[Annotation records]
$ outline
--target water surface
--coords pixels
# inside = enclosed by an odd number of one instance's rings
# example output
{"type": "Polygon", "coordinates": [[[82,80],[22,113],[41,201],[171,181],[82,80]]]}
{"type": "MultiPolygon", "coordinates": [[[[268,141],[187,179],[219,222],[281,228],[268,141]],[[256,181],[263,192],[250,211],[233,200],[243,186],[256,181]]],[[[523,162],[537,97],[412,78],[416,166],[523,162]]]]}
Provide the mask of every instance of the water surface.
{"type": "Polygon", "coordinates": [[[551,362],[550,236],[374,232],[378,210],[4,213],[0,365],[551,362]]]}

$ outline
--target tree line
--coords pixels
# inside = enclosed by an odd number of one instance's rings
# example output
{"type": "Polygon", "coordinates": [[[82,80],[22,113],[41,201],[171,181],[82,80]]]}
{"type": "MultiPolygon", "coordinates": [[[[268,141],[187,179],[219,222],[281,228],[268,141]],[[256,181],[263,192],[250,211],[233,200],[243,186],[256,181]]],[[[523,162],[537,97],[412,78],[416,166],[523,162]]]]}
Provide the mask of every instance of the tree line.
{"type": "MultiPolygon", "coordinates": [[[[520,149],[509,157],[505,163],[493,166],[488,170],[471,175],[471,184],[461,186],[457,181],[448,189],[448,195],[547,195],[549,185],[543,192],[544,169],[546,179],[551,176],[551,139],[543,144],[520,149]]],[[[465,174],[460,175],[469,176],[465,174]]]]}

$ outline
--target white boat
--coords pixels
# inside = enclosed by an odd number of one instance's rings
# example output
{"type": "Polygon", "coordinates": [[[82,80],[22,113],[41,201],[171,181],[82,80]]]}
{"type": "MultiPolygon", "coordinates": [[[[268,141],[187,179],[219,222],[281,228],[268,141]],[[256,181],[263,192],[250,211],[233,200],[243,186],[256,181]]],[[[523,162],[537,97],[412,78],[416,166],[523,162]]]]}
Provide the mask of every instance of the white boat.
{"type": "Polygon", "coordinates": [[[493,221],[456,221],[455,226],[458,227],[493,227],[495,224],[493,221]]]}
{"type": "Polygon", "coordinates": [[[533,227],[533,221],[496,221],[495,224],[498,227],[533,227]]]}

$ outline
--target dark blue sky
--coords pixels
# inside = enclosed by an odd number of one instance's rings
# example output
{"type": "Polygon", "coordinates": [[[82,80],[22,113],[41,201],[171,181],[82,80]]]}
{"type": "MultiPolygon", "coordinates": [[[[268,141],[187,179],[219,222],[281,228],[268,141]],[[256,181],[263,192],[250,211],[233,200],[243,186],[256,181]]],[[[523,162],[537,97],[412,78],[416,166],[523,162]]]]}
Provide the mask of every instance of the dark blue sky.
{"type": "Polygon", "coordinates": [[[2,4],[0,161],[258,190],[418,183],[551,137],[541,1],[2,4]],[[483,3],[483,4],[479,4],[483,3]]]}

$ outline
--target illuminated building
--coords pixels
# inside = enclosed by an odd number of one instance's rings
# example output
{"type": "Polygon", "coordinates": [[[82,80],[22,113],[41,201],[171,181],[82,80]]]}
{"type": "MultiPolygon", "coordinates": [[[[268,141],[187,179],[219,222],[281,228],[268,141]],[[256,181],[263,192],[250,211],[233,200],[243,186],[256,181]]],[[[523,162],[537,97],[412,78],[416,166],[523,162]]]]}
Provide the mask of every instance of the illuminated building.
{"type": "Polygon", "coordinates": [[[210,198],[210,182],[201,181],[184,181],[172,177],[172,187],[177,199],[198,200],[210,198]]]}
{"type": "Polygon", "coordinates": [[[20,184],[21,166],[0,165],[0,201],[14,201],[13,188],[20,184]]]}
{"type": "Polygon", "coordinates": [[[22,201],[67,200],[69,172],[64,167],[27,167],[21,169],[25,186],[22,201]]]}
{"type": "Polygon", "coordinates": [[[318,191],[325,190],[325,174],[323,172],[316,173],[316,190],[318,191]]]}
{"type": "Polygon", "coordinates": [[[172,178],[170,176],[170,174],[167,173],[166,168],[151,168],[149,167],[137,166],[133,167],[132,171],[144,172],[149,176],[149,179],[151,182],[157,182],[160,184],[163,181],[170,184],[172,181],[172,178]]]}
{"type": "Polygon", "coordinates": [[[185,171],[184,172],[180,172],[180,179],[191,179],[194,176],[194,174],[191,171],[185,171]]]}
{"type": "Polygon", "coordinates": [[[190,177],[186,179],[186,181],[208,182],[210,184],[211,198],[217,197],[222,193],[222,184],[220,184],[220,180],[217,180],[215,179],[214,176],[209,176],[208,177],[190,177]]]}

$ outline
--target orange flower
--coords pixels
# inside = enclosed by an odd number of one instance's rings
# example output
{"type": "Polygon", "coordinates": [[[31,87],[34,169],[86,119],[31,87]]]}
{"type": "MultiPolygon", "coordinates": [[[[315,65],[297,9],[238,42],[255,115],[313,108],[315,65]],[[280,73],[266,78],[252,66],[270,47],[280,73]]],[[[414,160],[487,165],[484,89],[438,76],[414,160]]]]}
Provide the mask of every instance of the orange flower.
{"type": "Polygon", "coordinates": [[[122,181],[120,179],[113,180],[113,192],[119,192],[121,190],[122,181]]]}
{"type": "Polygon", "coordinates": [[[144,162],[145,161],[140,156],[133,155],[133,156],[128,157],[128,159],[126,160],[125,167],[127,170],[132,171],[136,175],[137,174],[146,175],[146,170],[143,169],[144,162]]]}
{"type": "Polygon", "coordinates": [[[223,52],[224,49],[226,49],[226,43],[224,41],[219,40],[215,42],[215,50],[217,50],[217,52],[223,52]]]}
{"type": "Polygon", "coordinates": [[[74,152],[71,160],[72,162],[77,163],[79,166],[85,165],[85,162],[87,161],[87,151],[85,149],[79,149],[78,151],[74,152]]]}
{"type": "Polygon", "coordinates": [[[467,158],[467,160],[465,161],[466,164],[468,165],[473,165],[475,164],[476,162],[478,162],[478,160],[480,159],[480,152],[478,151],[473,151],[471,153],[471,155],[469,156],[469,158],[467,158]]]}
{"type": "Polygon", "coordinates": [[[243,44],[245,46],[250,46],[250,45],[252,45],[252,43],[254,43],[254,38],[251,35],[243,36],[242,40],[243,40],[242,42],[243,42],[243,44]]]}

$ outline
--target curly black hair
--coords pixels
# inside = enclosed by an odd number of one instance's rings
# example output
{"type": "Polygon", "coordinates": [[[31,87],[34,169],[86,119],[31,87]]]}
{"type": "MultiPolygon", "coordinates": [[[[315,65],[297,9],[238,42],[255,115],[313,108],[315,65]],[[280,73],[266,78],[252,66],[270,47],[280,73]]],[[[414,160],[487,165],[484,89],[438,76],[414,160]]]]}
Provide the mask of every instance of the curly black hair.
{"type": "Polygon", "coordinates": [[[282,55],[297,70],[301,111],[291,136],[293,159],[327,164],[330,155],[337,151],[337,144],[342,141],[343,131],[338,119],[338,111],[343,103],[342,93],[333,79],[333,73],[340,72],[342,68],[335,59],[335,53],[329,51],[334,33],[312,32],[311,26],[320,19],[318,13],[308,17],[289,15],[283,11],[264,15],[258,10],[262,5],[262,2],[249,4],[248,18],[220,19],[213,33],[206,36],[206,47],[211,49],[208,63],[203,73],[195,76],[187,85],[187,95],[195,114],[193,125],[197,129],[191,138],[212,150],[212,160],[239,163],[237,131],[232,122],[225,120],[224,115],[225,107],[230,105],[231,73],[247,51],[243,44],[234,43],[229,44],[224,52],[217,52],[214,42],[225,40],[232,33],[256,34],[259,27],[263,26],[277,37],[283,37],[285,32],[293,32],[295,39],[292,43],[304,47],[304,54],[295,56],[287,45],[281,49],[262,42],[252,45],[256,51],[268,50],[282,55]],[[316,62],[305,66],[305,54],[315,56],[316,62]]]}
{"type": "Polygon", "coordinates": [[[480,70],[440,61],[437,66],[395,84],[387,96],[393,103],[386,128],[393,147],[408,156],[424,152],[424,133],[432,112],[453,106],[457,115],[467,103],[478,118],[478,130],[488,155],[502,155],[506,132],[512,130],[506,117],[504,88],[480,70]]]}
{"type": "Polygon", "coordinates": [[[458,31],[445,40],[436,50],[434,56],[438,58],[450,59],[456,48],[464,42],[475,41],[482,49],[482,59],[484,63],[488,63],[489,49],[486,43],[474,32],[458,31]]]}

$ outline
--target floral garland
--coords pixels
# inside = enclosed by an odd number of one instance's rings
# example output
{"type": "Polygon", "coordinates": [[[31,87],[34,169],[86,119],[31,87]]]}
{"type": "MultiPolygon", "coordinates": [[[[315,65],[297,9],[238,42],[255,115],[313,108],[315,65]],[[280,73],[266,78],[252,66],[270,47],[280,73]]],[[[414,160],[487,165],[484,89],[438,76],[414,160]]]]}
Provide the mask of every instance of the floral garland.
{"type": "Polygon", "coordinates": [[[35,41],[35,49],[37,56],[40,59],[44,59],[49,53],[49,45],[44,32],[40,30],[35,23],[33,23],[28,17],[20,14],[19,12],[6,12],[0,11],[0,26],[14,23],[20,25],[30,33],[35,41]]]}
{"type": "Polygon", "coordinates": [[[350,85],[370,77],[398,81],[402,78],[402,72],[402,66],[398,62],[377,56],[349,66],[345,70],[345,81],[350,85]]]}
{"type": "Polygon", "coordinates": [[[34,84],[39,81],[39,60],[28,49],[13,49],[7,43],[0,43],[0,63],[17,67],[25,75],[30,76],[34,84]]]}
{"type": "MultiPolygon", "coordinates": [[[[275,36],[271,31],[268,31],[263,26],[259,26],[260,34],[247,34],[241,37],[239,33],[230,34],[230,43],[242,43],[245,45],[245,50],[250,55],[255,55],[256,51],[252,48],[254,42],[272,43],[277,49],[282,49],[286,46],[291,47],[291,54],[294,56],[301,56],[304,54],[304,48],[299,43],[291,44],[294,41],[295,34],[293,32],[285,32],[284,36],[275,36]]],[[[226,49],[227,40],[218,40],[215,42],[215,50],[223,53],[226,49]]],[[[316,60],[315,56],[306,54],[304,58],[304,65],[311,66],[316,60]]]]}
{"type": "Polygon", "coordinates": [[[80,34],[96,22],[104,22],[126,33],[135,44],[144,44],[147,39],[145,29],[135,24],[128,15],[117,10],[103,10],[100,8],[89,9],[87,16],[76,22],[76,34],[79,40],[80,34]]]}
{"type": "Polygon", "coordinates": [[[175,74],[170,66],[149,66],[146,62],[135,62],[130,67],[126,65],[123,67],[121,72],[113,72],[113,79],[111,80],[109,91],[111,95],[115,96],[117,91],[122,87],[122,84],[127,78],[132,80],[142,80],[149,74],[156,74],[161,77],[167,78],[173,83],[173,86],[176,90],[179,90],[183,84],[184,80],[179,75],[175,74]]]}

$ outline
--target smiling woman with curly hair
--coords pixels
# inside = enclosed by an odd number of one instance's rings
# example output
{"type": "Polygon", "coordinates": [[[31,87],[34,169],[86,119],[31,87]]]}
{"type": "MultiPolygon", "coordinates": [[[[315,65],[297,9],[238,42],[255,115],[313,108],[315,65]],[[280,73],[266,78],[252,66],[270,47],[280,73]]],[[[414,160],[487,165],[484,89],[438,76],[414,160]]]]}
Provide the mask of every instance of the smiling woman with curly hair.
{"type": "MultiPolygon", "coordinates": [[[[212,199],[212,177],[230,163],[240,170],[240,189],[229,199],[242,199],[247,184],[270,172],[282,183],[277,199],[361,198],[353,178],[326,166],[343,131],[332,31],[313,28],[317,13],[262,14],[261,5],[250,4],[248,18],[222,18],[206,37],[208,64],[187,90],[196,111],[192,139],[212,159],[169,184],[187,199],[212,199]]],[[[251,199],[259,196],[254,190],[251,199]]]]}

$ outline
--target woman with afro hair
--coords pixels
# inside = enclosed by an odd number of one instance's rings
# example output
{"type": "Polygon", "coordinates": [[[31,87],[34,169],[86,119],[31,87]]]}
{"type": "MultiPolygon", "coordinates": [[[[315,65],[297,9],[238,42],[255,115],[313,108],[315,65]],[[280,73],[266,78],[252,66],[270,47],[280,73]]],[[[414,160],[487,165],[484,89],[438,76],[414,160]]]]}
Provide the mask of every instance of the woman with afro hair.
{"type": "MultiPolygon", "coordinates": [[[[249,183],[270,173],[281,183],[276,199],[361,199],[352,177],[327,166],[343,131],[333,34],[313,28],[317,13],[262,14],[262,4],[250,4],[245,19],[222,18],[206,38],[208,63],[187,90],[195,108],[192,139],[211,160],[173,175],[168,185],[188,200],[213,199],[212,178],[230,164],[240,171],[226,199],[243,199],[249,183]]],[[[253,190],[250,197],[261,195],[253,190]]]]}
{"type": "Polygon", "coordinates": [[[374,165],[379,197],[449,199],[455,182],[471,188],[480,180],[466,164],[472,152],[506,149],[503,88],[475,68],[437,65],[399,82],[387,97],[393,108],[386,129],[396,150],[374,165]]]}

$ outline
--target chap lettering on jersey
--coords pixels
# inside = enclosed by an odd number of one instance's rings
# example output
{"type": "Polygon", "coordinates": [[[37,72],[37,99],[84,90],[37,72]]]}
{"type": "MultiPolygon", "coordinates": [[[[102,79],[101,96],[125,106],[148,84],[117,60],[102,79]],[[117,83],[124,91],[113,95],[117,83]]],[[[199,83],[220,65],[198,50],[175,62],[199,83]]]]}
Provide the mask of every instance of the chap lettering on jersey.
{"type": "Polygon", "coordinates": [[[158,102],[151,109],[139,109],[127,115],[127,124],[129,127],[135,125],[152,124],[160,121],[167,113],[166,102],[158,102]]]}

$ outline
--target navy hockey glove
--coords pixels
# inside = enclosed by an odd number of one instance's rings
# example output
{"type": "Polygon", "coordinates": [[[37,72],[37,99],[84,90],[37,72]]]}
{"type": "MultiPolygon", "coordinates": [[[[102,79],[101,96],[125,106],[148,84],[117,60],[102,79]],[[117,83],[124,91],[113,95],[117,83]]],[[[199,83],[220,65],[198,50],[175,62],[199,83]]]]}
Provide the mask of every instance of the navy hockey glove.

▶ [Aim of the task] Show each line of the records that contains the word "black".

▶ [Solution to this problem]
--target curly black hair
Provide the mask of every instance of the curly black hair.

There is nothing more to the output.